### Set exercise
Reproduce the listing word for word. Skip any image.

— Start Material —

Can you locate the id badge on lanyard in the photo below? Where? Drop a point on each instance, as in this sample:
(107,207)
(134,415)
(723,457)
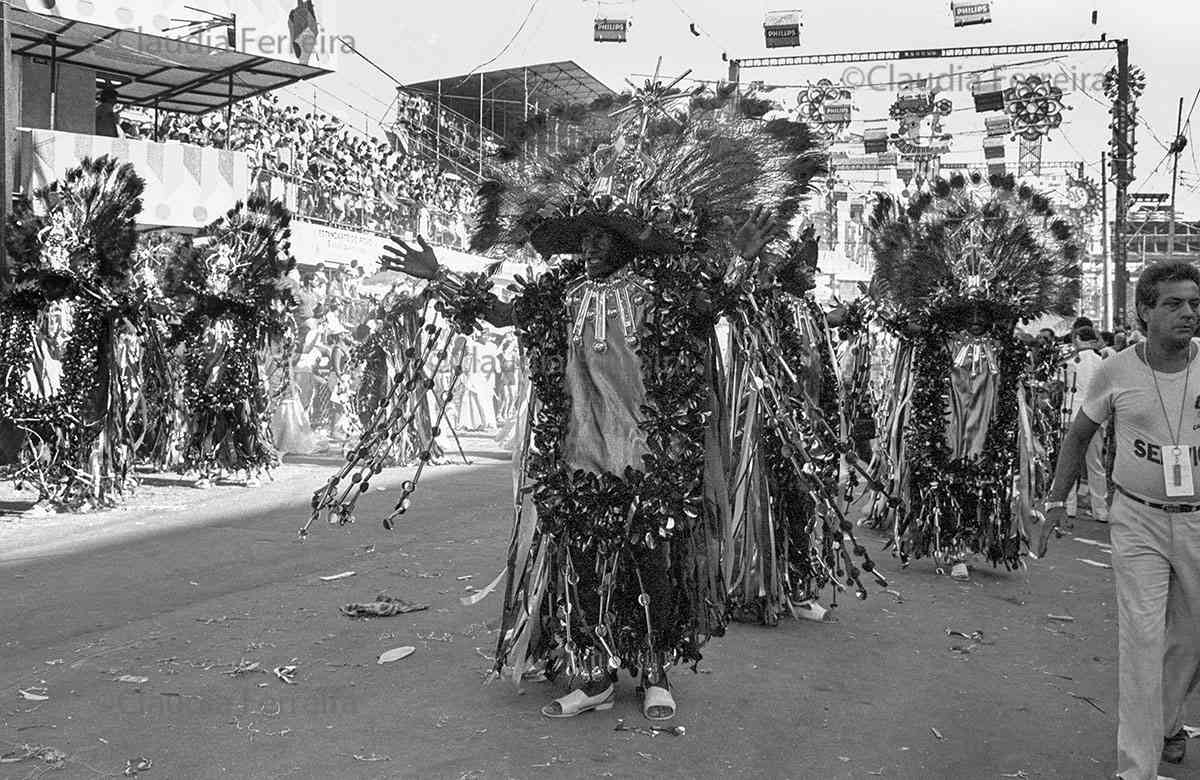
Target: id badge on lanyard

— End Material —

### Worked answer
Can you locate the id badge on lanyard in the photo below? Where? Drop a point on each instance, as in this sample:
(107,207)
(134,415)
(723,457)
Target: id badge on lanyard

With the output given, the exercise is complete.